Task set
A) In the Spencer protest text, which group invited Spencer to Stanford?
B) Using the Spencer protest text, explain why Stanford College Republicans said they would go ahead with hosting Spencer.
C) Continue the Spencer protest text from where it stops.

Source extract

-------------------------

The protest against Spencer was centered on his divisive views and writings, which criticize Islam and Muslims heavily. He is the co-founder of Stop Islamization of America, which the Southern Poverty Law Center has defined as a hate group, and runs Jihad Watch, a blog expressing anti-Islam views.

Spencer was invited by Stanford College Republicans to present and discuss his views on Islam. In an open letter to the Stanford Review, the group expressed why he was invited, and underlined that they have the right to do so.

“We reject all attempts to curtail freedom of speech on this campus, especially with respect to an issue as salient as international security,” members of the group wrote. “Furthermore, we will not let the fact that some students take exception to Mr. Spencer’s views stop us from providing an important educational experience to the Stanford community.”

Many students, particularly those whom are Muslim, said they felt that giving Spencer a platform to speak was dangerous, and were unhappy about the use of university funds (which includes student tuition) to host Spencer.

-------------------------

Records

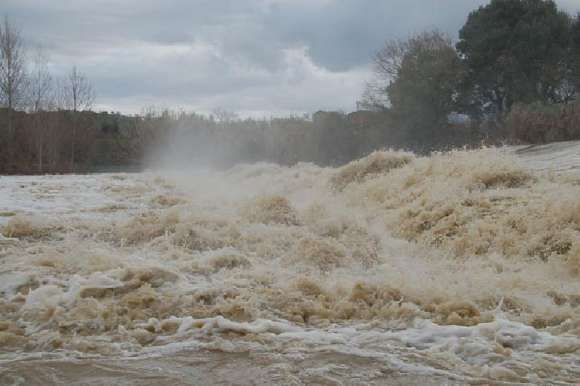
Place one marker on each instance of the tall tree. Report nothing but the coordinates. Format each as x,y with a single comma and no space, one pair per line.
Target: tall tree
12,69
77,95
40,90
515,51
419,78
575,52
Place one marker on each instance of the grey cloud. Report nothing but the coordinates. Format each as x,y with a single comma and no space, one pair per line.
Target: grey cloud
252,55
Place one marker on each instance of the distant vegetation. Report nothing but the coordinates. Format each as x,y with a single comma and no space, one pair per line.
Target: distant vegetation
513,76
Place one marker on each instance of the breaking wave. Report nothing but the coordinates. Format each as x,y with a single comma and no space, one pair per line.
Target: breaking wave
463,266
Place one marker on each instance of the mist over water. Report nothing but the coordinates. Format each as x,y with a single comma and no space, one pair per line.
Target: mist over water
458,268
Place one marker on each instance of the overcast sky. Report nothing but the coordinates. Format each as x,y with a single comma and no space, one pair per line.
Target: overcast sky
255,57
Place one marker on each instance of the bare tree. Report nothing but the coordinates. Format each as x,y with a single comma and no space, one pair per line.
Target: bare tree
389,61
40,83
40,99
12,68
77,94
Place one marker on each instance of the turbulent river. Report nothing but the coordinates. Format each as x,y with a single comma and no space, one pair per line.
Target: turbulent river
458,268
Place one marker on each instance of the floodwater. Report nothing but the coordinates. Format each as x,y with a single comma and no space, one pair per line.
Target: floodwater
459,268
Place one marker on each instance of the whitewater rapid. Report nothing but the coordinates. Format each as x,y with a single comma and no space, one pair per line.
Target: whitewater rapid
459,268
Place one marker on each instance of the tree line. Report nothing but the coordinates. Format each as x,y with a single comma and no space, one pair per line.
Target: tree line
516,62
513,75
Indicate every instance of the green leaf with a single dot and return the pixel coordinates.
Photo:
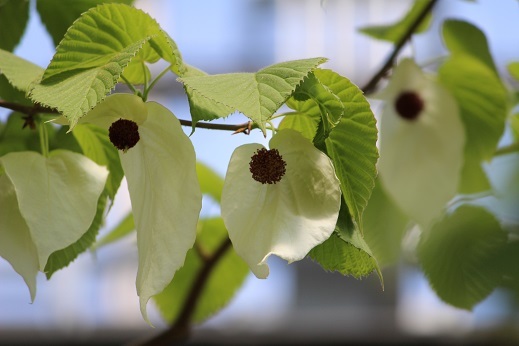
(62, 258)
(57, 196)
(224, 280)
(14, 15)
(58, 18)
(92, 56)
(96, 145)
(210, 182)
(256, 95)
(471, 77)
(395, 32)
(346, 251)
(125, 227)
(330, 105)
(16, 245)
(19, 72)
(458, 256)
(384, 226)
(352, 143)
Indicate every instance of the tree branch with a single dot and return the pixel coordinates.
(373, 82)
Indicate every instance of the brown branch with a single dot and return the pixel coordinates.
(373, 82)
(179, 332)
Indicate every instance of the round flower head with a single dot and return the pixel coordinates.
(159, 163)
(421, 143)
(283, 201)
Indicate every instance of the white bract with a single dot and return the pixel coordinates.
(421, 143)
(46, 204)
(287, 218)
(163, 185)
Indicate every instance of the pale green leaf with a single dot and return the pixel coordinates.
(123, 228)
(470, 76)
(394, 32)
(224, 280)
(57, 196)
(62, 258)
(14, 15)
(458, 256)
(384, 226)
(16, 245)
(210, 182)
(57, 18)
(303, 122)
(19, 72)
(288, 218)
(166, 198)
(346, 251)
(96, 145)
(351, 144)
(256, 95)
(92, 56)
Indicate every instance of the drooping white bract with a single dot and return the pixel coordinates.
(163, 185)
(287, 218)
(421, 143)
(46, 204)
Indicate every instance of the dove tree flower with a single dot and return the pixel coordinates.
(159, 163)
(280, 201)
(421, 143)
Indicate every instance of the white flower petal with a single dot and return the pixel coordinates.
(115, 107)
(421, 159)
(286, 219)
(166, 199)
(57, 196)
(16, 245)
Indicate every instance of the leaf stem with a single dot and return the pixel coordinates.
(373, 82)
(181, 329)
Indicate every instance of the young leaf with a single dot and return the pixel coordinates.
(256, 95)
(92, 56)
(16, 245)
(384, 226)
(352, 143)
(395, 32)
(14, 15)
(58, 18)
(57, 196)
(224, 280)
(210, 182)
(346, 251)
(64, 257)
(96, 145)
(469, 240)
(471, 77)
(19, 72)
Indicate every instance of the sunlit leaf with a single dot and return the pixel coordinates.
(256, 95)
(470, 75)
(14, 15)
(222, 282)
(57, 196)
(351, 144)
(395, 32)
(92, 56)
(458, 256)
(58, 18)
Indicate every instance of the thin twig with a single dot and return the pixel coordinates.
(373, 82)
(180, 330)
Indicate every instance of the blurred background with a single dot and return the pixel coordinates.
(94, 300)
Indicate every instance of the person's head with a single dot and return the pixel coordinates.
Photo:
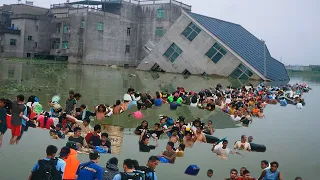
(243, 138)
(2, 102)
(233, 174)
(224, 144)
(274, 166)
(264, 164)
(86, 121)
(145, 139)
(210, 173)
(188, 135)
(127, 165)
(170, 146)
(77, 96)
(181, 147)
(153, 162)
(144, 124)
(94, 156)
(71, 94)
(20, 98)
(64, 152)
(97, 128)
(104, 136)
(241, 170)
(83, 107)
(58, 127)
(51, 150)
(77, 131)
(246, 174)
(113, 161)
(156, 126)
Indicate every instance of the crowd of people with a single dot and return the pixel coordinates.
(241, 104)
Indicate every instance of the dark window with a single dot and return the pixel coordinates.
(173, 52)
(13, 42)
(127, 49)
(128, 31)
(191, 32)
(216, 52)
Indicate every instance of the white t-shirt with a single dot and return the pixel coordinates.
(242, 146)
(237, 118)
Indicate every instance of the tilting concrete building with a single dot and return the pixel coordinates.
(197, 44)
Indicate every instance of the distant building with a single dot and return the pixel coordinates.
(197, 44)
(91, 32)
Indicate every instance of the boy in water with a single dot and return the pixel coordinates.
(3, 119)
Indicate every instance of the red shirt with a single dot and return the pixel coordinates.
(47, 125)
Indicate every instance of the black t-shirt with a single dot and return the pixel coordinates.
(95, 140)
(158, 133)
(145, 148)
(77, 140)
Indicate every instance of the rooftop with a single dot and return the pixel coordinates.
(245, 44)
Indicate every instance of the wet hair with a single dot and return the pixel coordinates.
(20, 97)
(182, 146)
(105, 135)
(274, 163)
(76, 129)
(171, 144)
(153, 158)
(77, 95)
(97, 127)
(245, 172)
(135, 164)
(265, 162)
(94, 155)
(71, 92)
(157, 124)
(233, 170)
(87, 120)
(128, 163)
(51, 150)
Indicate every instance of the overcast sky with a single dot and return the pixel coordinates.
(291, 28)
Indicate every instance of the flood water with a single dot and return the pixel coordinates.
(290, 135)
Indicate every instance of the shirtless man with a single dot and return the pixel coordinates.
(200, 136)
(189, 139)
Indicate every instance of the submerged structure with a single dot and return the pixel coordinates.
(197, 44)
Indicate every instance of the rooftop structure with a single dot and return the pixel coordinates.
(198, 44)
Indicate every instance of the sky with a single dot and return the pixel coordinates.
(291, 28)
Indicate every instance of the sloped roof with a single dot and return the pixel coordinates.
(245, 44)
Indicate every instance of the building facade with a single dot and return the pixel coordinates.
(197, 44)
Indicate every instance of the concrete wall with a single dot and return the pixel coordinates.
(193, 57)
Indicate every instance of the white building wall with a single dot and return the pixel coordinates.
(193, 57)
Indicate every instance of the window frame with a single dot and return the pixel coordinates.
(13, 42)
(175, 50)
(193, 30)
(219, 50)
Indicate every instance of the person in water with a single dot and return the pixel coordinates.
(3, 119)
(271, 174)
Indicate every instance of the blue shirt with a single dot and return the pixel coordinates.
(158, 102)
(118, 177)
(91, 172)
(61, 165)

-------------------------

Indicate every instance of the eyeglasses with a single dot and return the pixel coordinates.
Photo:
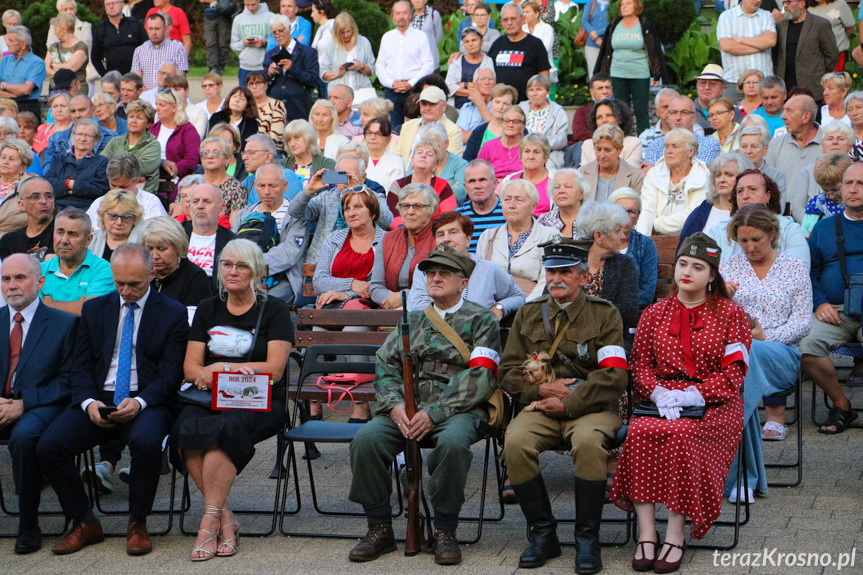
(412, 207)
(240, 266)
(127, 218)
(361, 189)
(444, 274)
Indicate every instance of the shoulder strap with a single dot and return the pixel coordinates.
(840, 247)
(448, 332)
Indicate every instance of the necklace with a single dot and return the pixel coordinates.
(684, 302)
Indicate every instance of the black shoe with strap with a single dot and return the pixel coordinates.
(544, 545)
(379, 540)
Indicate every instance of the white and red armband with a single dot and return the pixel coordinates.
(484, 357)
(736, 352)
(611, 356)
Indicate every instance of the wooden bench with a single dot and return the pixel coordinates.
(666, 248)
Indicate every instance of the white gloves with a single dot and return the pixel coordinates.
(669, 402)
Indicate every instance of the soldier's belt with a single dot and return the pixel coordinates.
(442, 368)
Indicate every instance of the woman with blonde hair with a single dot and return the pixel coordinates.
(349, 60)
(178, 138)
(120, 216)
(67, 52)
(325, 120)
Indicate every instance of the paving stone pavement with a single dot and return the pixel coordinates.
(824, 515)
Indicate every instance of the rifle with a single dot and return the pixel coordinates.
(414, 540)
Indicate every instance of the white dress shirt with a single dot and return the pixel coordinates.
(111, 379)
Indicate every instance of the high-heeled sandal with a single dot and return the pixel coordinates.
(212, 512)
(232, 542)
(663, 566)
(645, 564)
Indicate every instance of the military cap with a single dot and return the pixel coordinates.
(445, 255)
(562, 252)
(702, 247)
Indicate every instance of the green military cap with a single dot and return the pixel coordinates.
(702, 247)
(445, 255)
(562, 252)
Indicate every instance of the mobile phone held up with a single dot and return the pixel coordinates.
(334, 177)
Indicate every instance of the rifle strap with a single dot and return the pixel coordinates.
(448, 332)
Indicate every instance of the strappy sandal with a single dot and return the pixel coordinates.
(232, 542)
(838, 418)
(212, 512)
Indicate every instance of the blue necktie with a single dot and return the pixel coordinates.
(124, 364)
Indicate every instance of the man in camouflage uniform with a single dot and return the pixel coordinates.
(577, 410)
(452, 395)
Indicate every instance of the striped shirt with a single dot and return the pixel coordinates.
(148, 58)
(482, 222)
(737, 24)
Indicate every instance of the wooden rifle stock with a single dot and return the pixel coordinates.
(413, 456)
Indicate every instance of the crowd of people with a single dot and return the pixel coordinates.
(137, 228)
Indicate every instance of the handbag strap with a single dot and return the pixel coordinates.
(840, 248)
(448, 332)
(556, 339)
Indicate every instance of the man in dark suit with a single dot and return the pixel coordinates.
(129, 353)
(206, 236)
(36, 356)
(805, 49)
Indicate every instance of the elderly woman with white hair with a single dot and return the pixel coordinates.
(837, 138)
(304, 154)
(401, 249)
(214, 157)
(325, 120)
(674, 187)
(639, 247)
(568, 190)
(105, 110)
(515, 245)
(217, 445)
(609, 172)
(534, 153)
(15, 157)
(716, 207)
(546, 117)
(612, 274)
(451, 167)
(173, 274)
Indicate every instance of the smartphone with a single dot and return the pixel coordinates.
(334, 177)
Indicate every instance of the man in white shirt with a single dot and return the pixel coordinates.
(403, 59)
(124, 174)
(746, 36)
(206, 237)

-------------------------

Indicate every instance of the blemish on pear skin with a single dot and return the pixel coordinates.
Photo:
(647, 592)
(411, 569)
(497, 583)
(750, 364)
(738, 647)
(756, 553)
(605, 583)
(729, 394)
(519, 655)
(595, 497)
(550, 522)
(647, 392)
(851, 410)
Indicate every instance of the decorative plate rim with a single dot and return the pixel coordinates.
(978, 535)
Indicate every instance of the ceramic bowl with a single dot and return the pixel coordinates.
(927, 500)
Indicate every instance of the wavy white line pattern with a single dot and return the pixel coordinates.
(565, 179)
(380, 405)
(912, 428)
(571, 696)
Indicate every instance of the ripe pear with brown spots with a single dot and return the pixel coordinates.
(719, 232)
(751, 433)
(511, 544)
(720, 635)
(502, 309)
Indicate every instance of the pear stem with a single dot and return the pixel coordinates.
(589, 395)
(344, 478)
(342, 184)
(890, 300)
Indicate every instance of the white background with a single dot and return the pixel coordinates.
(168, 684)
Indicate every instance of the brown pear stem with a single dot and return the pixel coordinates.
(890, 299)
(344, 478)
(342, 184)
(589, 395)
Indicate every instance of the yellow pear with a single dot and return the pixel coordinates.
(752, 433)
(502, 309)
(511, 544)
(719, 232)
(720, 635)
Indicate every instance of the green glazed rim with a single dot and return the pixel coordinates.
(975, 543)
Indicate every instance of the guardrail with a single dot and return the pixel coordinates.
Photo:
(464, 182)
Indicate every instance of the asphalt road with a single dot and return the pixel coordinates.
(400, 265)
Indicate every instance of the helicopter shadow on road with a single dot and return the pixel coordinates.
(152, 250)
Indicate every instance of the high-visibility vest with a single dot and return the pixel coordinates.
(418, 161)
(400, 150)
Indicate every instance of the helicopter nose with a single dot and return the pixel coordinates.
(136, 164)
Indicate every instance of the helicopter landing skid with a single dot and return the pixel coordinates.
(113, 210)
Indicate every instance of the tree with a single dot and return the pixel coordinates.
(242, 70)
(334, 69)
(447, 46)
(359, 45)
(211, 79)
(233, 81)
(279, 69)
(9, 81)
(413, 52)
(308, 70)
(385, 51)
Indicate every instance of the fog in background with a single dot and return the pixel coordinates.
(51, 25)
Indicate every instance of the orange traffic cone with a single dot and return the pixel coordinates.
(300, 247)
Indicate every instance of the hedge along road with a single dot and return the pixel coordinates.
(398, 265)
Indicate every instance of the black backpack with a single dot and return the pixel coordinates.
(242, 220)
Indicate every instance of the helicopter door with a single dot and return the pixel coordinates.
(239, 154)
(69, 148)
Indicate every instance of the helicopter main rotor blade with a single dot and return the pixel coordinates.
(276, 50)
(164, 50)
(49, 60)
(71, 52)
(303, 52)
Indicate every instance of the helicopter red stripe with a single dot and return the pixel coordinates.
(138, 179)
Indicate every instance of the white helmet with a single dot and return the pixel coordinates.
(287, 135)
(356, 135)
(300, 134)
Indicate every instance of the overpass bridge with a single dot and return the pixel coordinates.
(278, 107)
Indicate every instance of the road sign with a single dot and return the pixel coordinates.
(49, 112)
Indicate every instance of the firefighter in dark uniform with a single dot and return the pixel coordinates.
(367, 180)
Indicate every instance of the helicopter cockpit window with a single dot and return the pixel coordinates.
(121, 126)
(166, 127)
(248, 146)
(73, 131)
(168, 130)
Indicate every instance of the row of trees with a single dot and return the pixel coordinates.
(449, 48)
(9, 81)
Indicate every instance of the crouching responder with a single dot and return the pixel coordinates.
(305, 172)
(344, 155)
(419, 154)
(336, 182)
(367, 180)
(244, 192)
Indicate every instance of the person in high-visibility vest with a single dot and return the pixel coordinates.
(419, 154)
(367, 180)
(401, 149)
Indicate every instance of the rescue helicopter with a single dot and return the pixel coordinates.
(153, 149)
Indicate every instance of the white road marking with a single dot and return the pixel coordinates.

-------------------------

Responses
A) Stanford College Republicans.

B) The group said they reject all attempts to curtail freedom of speech on campus, especially on an issue as salient as international security. They also said they would not let some students' objections to Spencer's views stop them from providing an important educational experience to the Stanford community.

C)
Doris Rodriguez, senator of Associated Students of Stanford University and leader of the student-run group Students for the Liberation of All People, spoke to the crowd about the responsibility of students to protest.

“As members of the Stanford community, you have two choices,” Rodriguez said. “You are going to decide to be part of the problem, or part of the solution.”

She stressed that students have to stand up against what they see as hateful views.

“We cannot be speaking from a place of fear, and we have to assert ourselves as students,” Rodriguez said. “We didn’t come to Stanford to listen to hate.”